[begin Records for the exercise]

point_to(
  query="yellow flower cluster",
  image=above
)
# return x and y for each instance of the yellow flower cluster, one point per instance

[end Records for the exercise]
[begin Records for the exercise]

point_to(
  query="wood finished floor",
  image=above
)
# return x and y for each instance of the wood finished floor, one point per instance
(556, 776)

[end Records for the exercise]
[begin Records for the exercise]

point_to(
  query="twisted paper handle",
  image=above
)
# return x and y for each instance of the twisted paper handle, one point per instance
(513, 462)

[end Records for the exercise]

> **What the task requires**
Find every line in the material above that contains the string "finished" and copy each of those lines.

> **Task solution**
  query="wood finished floor",
# return x and y for each instance of the wood finished floor, one point per instance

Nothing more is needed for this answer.